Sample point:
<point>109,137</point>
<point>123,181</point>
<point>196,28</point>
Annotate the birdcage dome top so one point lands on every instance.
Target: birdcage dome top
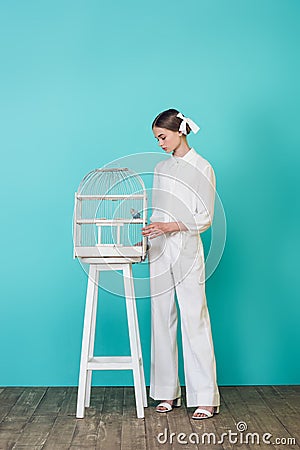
<point>111,181</point>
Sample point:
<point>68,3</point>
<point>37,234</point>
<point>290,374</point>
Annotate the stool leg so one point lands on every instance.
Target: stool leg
<point>142,375</point>
<point>130,300</point>
<point>86,342</point>
<point>92,341</point>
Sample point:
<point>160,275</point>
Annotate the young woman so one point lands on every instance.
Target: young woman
<point>182,203</point>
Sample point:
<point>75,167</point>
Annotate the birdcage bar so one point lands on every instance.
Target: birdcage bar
<point>109,196</point>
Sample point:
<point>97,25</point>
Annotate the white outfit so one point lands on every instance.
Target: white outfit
<point>184,191</point>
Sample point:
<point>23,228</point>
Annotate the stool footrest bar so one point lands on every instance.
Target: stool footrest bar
<point>110,363</point>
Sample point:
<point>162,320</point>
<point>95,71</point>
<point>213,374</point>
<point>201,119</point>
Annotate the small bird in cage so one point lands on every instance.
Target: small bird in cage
<point>135,214</point>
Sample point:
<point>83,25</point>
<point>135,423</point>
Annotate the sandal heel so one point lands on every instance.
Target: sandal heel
<point>177,402</point>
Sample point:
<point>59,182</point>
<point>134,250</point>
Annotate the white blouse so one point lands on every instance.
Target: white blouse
<point>184,191</point>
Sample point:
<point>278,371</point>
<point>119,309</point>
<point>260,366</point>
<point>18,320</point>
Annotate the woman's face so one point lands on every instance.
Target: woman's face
<point>168,140</point>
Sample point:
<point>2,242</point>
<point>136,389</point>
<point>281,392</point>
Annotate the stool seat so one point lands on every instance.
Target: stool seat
<point>89,361</point>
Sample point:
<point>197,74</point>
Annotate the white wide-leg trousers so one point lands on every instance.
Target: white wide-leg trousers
<point>177,264</point>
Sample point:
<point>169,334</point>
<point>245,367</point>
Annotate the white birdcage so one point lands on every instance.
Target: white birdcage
<point>110,211</point>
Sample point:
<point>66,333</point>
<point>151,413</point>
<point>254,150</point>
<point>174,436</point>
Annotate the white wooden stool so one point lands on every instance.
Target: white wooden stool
<point>89,362</point>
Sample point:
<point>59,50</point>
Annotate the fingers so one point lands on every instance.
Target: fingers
<point>151,231</point>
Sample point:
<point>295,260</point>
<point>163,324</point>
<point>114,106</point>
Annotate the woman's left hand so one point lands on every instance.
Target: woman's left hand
<point>158,228</point>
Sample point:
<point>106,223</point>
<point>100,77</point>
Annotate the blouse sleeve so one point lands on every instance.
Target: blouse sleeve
<point>202,217</point>
<point>156,214</point>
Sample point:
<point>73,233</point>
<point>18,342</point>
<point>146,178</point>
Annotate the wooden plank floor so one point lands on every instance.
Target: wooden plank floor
<point>35,418</point>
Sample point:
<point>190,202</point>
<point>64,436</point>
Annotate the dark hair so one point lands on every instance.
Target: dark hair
<point>168,119</point>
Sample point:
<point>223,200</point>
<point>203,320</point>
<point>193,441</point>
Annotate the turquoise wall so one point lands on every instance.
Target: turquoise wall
<point>81,82</point>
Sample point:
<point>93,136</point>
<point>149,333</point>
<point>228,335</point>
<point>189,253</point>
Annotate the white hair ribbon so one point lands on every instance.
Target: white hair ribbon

* [Task objective]:
Repeat each entry precisely as it appears. Leave the pictures out.

* [Final result]:
Sample point:
<point>109,137</point>
<point>123,181</point>
<point>196,28</point>
Annotate the birdcage dome top so one point lands on every instance.
Target: birdcage dome top
<point>111,181</point>
Sample point:
<point>68,3</point>
<point>37,234</point>
<point>290,374</point>
Annotate the stool leg so one point lands on every instance.
Target: stool leg
<point>142,375</point>
<point>130,300</point>
<point>86,342</point>
<point>92,341</point>
Sample point:
<point>160,275</point>
Annotate the young woman so one point lands on every instance.
Target: young woman
<point>182,203</point>
Sample point:
<point>75,167</point>
Annotate the birdcage bar so one point lands on every instance.
Target: birdcage bar
<point>109,196</point>
Sample point:
<point>97,25</point>
Annotate the white outfit so one point lands on every instance.
Target: white outfit
<point>184,191</point>
Sample point:
<point>23,228</point>
Annotate the stool footrest bar so one point lands on every instance.
Target: stool footrest bar
<point>110,363</point>
Sample point:
<point>162,320</point>
<point>95,71</point>
<point>213,374</point>
<point>201,119</point>
Annotate the small bird in cage so one point lands on every instance.
Target: small bird in cage
<point>135,214</point>
Sample point:
<point>83,25</point>
<point>135,423</point>
Annotate the sandal heel so one point lands on every instance.
Target: sandal heel
<point>177,402</point>
Sample point:
<point>59,182</point>
<point>134,250</point>
Annotate the white blouse so one point lands on every instance.
Target: white blouse
<point>184,191</point>
Sample point:
<point>278,371</point>
<point>119,309</point>
<point>260,366</point>
<point>18,320</point>
Annotate the woman's face so one point lands on every instance.
Target: woman's face
<point>168,140</point>
Sample point:
<point>2,242</point>
<point>136,389</point>
<point>281,392</point>
Annotate the stool seat so one point lands on every instance.
Target: stool seat
<point>89,361</point>
Sample point:
<point>197,74</point>
Annotate the white wide-leg trousers so one point lands on every instance.
Target: white wide-leg trousers
<point>177,264</point>
Sample point:
<point>169,334</point>
<point>245,367</point>
Annotate the white birdcage so one point lands on every instance.
Target: white birdcage
<point>110,211</point>
Sample point:
<point>66,333</point>
<point>151,413</point>
<point>254,150</point>
<point>174,436</point>
Annotate the white wooden stool so one point lands on every instance.
Target: white wooden stool
<point>89,362</point>
Sample point:
<point>59,50</point>
Annotate the fingers so one point lands on every instance.
Target: fingers
<point>151,231</point>
Sample point:
<point>295,260</point>
<point>163,324</point>
<point>114,106</point>
Annotate the woman's left hand so one point lands on every instance.
Target: woman's left hand
<point>158,228</point>
Sample point:
<point>106,223</point>
<point>100,77</point>
Annotate the blouse sleeve so one point lands on every instance.
Target: blouse sleeve
<point>202,217</point>
<point>156,214</point>
Sample point:
<point>73,233</point>
<point>18,342</point>
<point>146,178</point>
Annotate the wooden plank floor so one point lands on every instance.
Target: wooden plank floor
<point>35,418</point>
Sample point:
<point>190,202</point>
<point>64,436</point>
Annotate the dark hair so one point lands on every instance.
Target: dark hair
<point>168,119</point>
Sample point:
<point>223,200</point>
<point>203,320</point>
<point>193,441</point>
Annotate the turquoise wall so one point lands on every instance.
Target: turquoise wall
<point>81,82</point>
Sample point:
<point>93,136</point>
<point>149,333</point>
<point>228,335</point>
<point>189,253</point>
Annotate the white hair ribbon so one point lands on every instance.
Target: white hair ribbon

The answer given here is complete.